## INSTRUÇÕES DE TRABALHO
a - Indique se cada afirmação a seguir concorda com a resenha do EP Ourselves, respondendo sim ou não e citando literalmente as palavras da resenha que decidem a questão. (i) A Driven By vem de Rio Claro e surgiu em 2021. (ii) O baixo da banda é tocado por Alison Carvalho. (iii) A voz de Marcus Vulgare lembra a de Theo van der Loo.
b - Segundo a resenha do EP Ourselves, quem toca guitarra na Driven By?
c - Escreva a continuação da resenha do EP Ourselves a partir do ponto em que o texto termina.

## TRECHO FORNECIDO
★ ★ ★ ★ ★ ★ ★
NOTA DO CRÍTICO
Ela vem de uma Rio Claro dos idos de 2021 e formada por ex-integrantes de bandas da cena underground paulistana. A Driven By foi conseguir, porém, lançar um primeiro registro somente agora, no final de 2023. Ourselves, seu EP de estreia, é um material vendido como um produto que escancara traumas, feridas e abusos do cotidiano.
O início une lo-fi com pitadas de uma ambiência céltica fabulesca. Enquanto o baixo de Wanderson Brieri se promove de maneira solitária com seu protagonismo preciso e de corpo estridente em meio ao chiado, a paisagem que se forma é rochosa, empoeirada e repleta de brisas que carregam consigo flocos de areia que podem trazer tanto resquícios do passado, quanto recados do futuro. É então que um blues firme, e ao mesmo tempo amaciado, surge a partir do groove da bateria de Alison Carvalho e o veludo soprante da guitarra de Dane Alzilieiro. O timbre suave, com ligeiras pitadas graves, de Marcus Vulgare, completa o escopo rítmico-melódico ao passo que faz lembrar ao ouvinte a voz de Theo van der Loo. De clima introspectivo, Driven é atingido por um repentino trovão que transforma seu torpor em ácido, em sujeira, em aspereza. O metal alternativo entra em voga entre ecos flamejantes e pingos de uma chuva corrosiva. É interessante, nesse ponto, ver como o Driven By consegue fundir a delicadeza swingada e sensual do blues com a força e a precisão do metal alternativo. E isso faz de Driven, uma música angustiante que mistura conceitos de possessão, autoconhecimento e pertencimento, enquanto tenta encontrar um sentido para a vida, uma obra inquietantemente épica que ressalta o domínio que se tem perante o próprio destino.
A guitarra, por meio do sonar da distorção, tem sua imagem transfigurada em um uivo de agonia que, logo, flui para um ambiente metalizado, preciso e densamente melancólico entre os usos de bumbo duplo e riffs estridentes. Em um tom que mistura súplica, desespero e um sofrimento densamente entorpecido, Vulgare não demora em fazer de Clona o desejo insaciável de fuga. Fuga de uma rotina desgastante. Fuga das sensações de fragilidade e insegurança. Fuga da culpa. Clona é uma faixa dilacerante e lancinante que escancara a sensação de falta de pertencimento, enquanto o personagem parece reconhecer uma natureza incandescente e perigosa que aflige os outros e queima sua verdadeira identidade. Por isso, em última instância, Clona é a fuga do protagonista em relação aos seus instintos mais caóticos.
★ ★ ★ ★ ★ ★ ★
## SEÇÃO DE DADOS
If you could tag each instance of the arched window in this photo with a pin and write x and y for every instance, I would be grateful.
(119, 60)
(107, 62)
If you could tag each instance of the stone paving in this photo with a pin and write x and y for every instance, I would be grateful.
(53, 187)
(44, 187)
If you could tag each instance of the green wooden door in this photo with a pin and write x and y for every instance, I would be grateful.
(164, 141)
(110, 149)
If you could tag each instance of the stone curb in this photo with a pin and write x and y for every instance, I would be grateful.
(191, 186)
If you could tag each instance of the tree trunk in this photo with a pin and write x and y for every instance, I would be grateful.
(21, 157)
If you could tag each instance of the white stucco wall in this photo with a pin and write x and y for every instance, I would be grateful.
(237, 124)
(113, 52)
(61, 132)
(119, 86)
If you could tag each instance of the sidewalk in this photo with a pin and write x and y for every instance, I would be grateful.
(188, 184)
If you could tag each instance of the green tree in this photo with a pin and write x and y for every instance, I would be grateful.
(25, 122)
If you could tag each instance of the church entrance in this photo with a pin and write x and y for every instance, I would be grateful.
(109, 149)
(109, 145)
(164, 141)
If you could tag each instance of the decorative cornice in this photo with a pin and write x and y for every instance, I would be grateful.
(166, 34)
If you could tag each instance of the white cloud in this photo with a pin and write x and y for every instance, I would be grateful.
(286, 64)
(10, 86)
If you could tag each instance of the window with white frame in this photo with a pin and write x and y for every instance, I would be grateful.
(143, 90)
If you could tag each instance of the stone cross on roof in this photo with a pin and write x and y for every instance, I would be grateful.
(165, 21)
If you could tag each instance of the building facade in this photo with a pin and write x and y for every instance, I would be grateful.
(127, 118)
★ ★ ★ ★ ★ ★ ★
## RESPOSTAS DAS TAREFAS
a -
(i) Sim: "Ela vem de uma Rio Claro dos idos de 2021".
(ii) Não: "o baixo de Wanderson Brieri".
(iii) Sim: "O timbre suave, com ligeiras pitadas graves, de Marcus Vulgare, completa o escopo rítmico-melódico ao passo que faz lembrar ao ouvinte a voz de Theo van der Loo".

b - Dane Alzilieiro.

c -
Existe um suspense capaz de cativar e instigar o ouvinte em sentir o nervosismo e a ansiedade de descobrir os próximos passos da linha melódica. Em certo ponto, essa qualidade traz consigo visível influência do Creed, que dela muito se utilizava em suas introduções melódico-narrativas. Trazendo requintes de um melodrama suficientemente capaz de introduzir o metalcore na receita sonora de Ourselves, a guitarra de Anzilieiro vem com o choro, enquanto a base de Hueller Figueiredo vem com o desejo pela racionalidade na tentativa de barrar essa espécie de sofrimento sádico. Lights, Shapes & Death vem na forma de um single contagiante em sua dor, em sua angústia. Uma obra que traz o ouvinte para si e o faz se sensibilizar pelo desespero do personagem em conseguir auxílio para se desvencilhar dos pensamentos ruins e canibalescos. Enquanto ele suplica por ajuda e se apoia na fé em um misto de desejo honesto e manipulativo apenas para se safar do sofrimento, o personagem se encontra à beira da loucura incentivada pelos confins do seu próprio inconsciente. Ainda assim, Lights, Shapes & Death o encontra em um estado de profundo desamparo que o faz jorrar ao vento “you don't wanna save my life”, uma frase solta, mas carregada de dor e decepção perante uma figura que, aparentemente, o deixou relegado ao esquecimento e ao convívio eterno com sua própria insanidade incandescente.
A melancolia ainda é o ingrediente sensitivo dominante no novo horizonte. Cinza, chuvoso e com ondas de uma suavidade tristonha, a paisagem traz, em si, a lágrima, a memória, o punho cerrado e os olhos fechados. Existe, portanto, um torpor generosamente contagiante que, assim como acontece em Driven, é engolido por um estrondo sujo, áspero e, especialmente aqui, com requintes de agressividade. Reintroduzindo os chiados despropositados do lo-fi, Masks é uma canção forte e visceral que funciona quase como uma continuação linear de Lights, Shapes & Death, pois traz um indivíduo absorto em seu estado letárgico de desolamento. Porém, mais ainda que as sensações ardentes de Clona, Masks apresenta o personagem perdido em um estado corrosivo de culpa, mas uma culpa que, rapidamente, é esquecida pela necessidade de provação de autossuficiência e da aceitação dos próprios defeitos em um cenário em que a ausência da fé leva ao esgotamento de forças em prol da mudança.
A estridência ácida da guitarra junto ao baixo continuam dando vazão às lágrimas em um estado já sem controle. O rosto já se encontra enrugado e, os olhos, tão avermelhados que são incapazes de diferenciar as cores do horizonte. É como se a mesma energia de Driven se repetisse de igual forma, com a singela diferença de ser trazer um estado de sofrimento mais cortante em sua mudez introspectiva. I’ve Gone é angustiante e tão melodramática quanto Lights, Shapes & Death, mas possui um lirismo sombrio pela sua densa desesperança na vida. É como ouvir de alguém que o ato de viver, além de não fazer mais sentido, está comprometido pelos comandos dos espíritos malfeitores que manipulam o sofrente a partir da própria fragilidade.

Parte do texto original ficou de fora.